▸ **Work to complete**
Produce a verbatim copy of the data below that contains no pictures.

*** Dataset extract Section Begins ***

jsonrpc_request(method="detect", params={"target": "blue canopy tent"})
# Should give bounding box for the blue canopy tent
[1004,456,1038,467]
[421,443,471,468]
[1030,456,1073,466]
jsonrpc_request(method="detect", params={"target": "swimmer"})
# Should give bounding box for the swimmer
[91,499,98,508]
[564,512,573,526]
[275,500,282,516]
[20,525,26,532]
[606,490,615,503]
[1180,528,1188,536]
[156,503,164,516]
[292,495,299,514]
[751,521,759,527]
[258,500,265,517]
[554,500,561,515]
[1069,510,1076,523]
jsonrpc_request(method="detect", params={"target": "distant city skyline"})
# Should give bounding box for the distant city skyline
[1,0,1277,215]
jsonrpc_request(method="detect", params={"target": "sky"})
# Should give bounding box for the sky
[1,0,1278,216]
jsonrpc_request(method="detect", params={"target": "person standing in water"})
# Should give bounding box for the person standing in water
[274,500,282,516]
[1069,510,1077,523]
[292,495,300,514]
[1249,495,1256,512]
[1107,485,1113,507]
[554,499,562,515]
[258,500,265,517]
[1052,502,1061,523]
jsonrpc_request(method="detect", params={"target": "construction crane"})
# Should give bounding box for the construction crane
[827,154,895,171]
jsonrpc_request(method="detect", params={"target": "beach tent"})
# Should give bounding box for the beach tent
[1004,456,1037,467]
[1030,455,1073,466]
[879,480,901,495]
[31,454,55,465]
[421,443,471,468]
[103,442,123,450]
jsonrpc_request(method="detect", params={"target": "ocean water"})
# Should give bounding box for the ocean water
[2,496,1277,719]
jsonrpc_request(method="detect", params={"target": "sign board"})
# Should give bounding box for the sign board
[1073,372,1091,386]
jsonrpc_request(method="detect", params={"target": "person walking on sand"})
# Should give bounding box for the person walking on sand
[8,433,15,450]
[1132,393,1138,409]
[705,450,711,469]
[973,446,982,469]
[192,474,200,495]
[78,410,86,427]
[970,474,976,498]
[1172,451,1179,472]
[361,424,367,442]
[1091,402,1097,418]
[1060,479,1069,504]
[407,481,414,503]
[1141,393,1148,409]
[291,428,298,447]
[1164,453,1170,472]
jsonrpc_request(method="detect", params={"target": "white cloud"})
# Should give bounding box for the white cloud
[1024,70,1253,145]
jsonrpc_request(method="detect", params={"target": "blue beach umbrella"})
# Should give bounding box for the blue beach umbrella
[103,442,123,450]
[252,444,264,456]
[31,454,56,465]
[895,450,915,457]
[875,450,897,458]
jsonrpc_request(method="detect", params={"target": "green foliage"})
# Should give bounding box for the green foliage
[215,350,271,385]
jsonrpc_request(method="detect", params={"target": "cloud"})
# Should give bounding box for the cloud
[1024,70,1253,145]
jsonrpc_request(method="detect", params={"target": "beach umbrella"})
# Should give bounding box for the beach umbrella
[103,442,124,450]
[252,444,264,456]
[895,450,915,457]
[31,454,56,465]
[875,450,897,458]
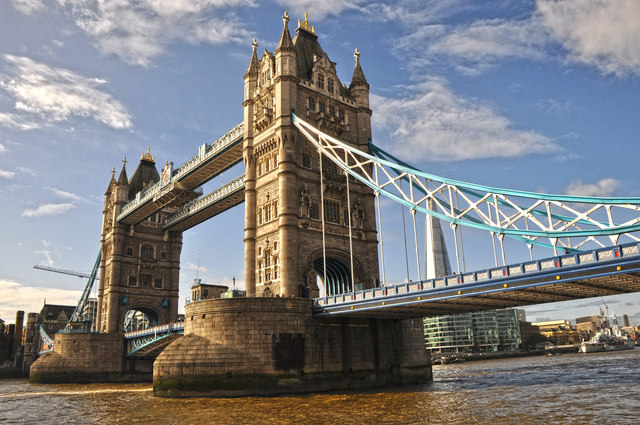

*** Dataset extract Section Ends ***

▸ **Result below**
jsonrpc_request(method="detect", params={"target": "blue canopy tent"})
# Should give bounding box for the blue canopy tent
[1004,456,1038,467]
[421,443,471,468]
[1030,456,1073,466]
jsonrpc_request(method="detect", params={"target": "swimmer"})
# Should give bounding box for the swimmer
[91,499,98,508]
[564,512,573,526]
[275,500,282,516]
[20,525,26,532]
[606,490,615,503]
[1180,528,1188,536]
[156,503,164,516]
[292,495,299,514]
[751,521,759,527]
[258,500,265,517]
[554,500,561,515]
[1069,510,1076,523]
jsonrpc_request(method="detect", params={"target": "distant city skyline"})
# Should give bounding box for the distant city skyline
[1,0,1277,215]
jsonrpc_request(method="detect", params={"target": "sky"})
# Should give bounding box for the sky
[1,0,1278,216]
jsonrpc_request(method="detect", params={"target": "person standing in water"})
# Should give bounding box for the person standing in water
[274,500,282,516]
[1069,510,1077,523]
[292,495,300,514]
[1249,495,1256,512]
[1107,485,1113,507]
[554,499,562,515]
[258,500,265,517]
[1052,502,1061,523]
jsonrpc_request(method="detect", params={"target": "construction crane"})
# Should give bounding box for the construction crane
[827,154,895,171]
jsonrpc_request(method="detect", params={"target": "beach tent"})
# Should give bounding box for the beach tent
[1004,456,1037,467]
[1030,455,1073,466]
[879,480,901,495]
[31,454,55,465]
[421,443,471,468]
[103,442,123,450]
jsonrpc_request(method="detect", params={"target": "ocean water"})
# Should give bounding box for the ocean water
[2,496,1277,719]
jsonrpc_request(method="detect", params={"target": "sign board"})
# Should give bounding box for the sign board
[1073,372,1091,386]
jsonrpc_request(method="detect", params={"target": "person walking on sand"})
# Should give bounding box for the person walking on sand
[8,433,15,450]
[1132,393,1138,409]
[705,450,711,469]
[973,446,982,469]
[192,474,200,495]
[78,410,86,427]
[970,474,976,498]
[1172,451,1179,472]
[361,424,367,442]
[1091,402,1097,418]
[1060,479,1069,504]
[407,481,414,503]
[1141,393,1148,409]
[291,428,298,447]
[1164,453,1170,472]
jsonrpc_request(method="detect", params={"target": "white cloud"})
# Should give bounding box for the white cloud
[1024,70,1253,145]
jsonrpc_request(method="detect", params={"target": "blue beach umbrella"})
# Should give bounding box for the blue beach umbrella
[103,442,123,450]
[252,444,264,456]
[31,454,56,465]
[895,450,915,457]
[875,450,897,458]
jsonrpc_request(method="detect", params={"target": "green foliage"})
# Should give bounding box for the green foliage
[215,350,271,385]
jsonrpc_request(method="detect", params={"target": "cloud"})
# Should give bounding box for the cloud
[1024,70,1253,145]
jsonrpc_request(method="detect", params={"target": "beach umbrella"})
# Should give bounding box for the beach umbrella
[103,442,124,450]
[252,444,264,456]
[895,450,915,457]
[31,454,56,465]
[875,450,897,458]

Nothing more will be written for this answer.